DATA LISTING:

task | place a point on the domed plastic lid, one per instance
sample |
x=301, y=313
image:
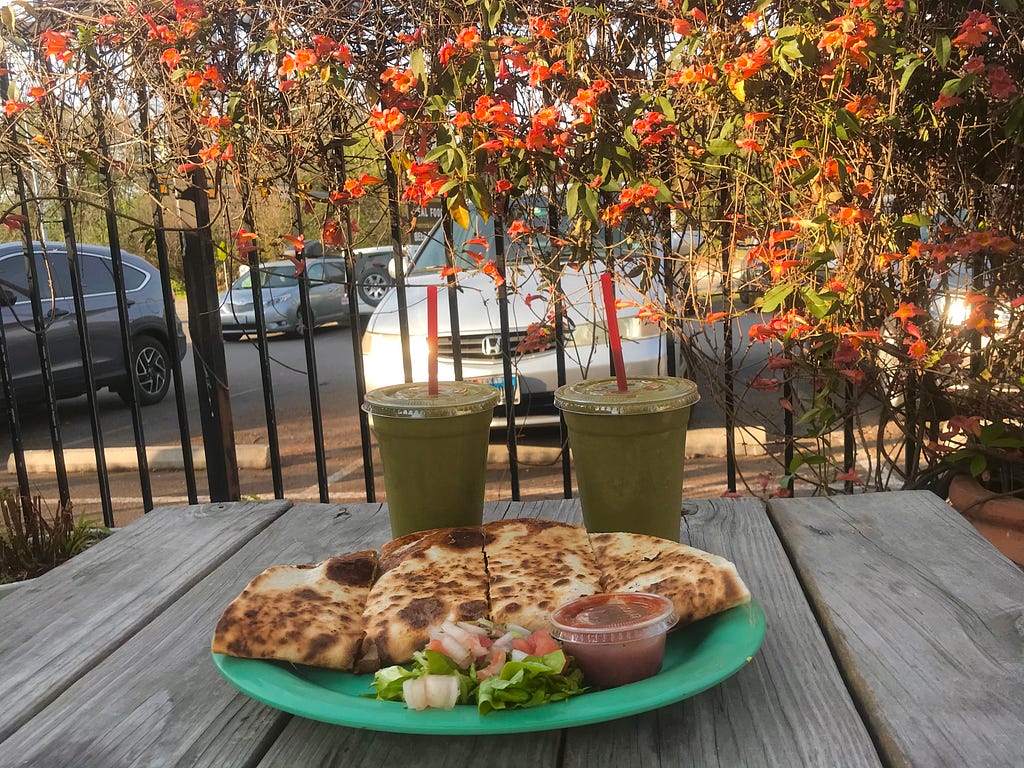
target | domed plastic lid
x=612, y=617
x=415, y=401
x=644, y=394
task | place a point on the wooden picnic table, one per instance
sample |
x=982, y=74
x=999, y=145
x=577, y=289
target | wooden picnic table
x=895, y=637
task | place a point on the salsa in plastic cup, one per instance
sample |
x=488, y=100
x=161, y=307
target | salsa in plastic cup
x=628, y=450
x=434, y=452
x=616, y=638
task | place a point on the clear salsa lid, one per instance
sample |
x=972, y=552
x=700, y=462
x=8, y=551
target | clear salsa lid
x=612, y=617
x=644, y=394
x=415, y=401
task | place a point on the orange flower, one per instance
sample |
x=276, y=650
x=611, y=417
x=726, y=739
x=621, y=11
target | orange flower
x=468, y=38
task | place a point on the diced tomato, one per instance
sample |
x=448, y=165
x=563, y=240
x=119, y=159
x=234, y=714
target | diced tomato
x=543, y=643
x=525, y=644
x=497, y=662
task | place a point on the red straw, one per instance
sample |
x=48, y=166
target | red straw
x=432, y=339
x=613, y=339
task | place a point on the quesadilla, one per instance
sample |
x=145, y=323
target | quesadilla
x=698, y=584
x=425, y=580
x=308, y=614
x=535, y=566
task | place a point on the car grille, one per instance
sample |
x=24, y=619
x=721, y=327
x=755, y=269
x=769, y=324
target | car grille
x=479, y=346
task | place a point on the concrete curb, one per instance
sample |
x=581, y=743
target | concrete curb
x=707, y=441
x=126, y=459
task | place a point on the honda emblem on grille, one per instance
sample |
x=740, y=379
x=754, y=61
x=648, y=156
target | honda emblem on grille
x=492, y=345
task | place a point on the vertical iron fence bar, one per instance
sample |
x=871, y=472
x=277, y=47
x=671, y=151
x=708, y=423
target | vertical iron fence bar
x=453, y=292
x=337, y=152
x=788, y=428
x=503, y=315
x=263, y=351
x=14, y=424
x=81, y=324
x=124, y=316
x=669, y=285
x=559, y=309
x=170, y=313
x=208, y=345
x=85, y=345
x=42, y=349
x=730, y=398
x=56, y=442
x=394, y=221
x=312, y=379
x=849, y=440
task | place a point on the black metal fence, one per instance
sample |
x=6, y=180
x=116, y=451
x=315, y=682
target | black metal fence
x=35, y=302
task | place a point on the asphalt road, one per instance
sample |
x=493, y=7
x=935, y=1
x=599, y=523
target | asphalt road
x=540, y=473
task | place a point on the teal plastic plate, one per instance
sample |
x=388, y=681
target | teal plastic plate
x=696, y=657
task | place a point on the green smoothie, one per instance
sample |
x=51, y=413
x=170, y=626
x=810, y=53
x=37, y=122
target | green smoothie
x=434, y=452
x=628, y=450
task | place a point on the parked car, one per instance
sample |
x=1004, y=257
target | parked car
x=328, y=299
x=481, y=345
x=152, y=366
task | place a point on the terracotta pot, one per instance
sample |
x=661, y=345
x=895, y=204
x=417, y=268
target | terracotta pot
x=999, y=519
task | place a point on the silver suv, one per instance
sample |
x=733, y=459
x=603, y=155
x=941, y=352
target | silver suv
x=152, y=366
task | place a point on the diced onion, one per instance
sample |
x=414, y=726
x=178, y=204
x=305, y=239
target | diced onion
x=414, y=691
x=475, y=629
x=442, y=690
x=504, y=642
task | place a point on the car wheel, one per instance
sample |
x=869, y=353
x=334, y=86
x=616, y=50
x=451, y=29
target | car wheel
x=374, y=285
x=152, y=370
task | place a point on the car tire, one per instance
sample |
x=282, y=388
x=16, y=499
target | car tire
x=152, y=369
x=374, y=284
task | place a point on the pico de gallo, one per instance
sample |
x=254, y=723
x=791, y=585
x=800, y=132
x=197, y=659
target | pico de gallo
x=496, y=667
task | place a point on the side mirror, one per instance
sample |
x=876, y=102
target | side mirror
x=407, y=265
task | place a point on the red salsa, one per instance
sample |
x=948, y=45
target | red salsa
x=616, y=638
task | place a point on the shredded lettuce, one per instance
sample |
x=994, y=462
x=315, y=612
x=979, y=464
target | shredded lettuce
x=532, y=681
==
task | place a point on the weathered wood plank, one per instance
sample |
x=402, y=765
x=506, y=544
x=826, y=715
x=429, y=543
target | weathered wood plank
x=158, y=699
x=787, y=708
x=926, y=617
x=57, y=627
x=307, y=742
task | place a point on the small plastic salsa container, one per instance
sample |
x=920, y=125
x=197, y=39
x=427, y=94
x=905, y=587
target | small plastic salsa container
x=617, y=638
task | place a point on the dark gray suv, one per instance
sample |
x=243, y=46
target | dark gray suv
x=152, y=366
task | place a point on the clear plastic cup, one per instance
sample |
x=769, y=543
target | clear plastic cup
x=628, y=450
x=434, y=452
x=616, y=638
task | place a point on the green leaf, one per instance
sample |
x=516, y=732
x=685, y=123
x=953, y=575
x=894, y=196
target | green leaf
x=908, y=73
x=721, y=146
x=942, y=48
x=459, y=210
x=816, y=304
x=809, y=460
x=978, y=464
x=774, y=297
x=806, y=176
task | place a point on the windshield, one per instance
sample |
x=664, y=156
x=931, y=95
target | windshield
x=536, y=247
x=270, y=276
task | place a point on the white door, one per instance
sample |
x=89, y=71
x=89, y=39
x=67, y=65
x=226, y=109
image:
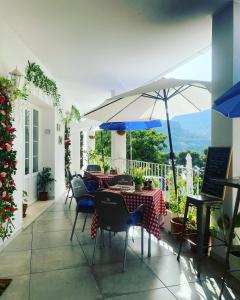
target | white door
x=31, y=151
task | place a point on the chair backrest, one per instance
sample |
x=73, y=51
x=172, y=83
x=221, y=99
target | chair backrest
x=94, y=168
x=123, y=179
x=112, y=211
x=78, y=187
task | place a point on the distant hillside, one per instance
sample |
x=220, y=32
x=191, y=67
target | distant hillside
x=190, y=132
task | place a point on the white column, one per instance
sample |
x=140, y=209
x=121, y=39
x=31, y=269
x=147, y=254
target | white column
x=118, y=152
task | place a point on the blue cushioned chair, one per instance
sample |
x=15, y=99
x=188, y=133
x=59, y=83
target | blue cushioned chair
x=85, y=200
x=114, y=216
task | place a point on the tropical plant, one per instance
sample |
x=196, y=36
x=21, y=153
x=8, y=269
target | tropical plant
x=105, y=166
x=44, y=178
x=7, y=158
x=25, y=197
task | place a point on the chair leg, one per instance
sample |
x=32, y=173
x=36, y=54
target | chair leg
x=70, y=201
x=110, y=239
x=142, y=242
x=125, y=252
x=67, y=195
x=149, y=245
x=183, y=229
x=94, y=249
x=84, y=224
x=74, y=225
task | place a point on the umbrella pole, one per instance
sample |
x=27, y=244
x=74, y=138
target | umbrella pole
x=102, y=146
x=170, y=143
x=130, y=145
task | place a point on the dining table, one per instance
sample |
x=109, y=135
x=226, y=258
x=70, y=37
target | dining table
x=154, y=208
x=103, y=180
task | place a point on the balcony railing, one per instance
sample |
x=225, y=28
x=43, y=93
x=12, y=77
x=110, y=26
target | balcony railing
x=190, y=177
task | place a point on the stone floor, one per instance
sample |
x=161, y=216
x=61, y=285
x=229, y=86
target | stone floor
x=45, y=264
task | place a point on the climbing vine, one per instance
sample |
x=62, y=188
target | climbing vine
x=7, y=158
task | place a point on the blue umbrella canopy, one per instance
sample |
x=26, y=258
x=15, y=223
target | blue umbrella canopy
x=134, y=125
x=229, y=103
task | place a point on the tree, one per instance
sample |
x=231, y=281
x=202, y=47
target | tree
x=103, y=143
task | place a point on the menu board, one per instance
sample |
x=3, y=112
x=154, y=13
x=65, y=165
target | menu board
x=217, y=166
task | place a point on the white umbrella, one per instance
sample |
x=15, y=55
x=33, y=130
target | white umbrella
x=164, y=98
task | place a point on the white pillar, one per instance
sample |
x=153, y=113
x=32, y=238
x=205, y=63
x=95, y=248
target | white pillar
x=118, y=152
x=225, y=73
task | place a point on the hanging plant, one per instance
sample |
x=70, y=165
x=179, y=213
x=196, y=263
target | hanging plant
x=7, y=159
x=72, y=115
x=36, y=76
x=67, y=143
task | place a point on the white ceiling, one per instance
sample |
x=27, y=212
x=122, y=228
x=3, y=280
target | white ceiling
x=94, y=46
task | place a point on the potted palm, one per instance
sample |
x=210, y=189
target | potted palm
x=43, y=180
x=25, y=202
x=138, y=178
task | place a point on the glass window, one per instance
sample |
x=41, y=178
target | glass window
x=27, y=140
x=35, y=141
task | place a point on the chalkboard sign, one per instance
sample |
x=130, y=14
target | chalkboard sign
...
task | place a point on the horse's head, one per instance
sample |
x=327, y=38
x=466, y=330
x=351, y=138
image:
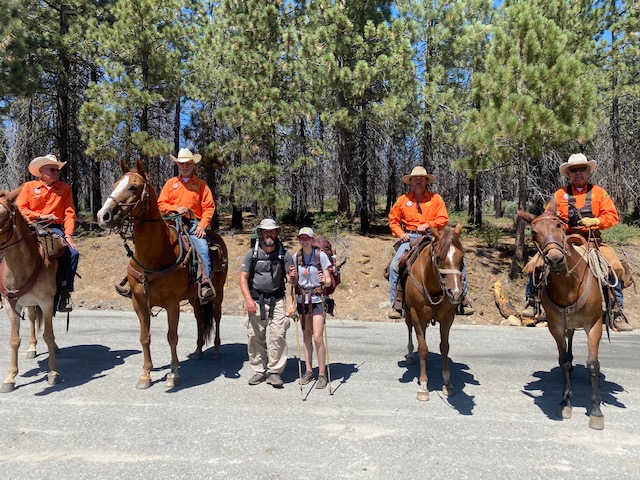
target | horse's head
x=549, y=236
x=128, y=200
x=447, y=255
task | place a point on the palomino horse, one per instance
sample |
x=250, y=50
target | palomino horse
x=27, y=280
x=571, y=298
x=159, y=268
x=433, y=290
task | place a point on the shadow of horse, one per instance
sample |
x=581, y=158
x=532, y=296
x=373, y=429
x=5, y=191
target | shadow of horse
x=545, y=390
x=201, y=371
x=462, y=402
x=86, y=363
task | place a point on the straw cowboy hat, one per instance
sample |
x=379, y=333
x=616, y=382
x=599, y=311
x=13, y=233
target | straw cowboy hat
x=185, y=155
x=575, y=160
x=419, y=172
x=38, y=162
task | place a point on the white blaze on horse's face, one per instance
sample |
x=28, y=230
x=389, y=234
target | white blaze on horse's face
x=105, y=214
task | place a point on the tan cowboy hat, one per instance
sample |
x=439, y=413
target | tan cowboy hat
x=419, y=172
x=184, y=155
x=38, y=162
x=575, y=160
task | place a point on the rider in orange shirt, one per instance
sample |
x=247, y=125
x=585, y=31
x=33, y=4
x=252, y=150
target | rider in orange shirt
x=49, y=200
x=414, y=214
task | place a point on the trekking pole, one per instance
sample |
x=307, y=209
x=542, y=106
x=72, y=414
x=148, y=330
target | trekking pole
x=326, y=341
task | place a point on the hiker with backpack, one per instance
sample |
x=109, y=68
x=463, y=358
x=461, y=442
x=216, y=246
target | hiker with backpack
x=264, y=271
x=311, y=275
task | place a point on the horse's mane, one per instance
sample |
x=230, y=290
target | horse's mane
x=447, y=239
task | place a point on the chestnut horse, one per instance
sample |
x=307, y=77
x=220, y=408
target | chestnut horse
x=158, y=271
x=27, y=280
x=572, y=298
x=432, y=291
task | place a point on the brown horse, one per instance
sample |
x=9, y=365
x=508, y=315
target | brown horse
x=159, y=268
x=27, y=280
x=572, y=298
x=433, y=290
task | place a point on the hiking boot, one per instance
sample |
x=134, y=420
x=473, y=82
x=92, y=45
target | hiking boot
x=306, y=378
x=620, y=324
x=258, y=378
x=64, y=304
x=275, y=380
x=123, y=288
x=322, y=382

WHAT THE EXERCISE ASKS: In the material above, write out every line from the line with "task | place a point on the white blaze" to the line with "x=105, y=214", both ends included, as a JSON list of strings with one string per line and blank lines left out.

OUTPUT:
[
  "task | place a point on the white blaze on horse's face, one per instance",
  "sample |",
  "x=28, y=230",
  "x=389, y=234",
  "target | white blaze on horse's face",
  "x=105, y=214"
]